Reproduce the material below word for word, keeping every line as it appears.

╭─ GIVEN RECORDS

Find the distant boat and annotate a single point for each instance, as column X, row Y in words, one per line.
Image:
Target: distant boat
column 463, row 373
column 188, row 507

╰─

> **TASK ANSWER**
Find the distant boat and annotate a single point for each instance, as column X, row Y in words, one per line.
Image:
Target: distant boat
column 463, row 373
column 188, row 507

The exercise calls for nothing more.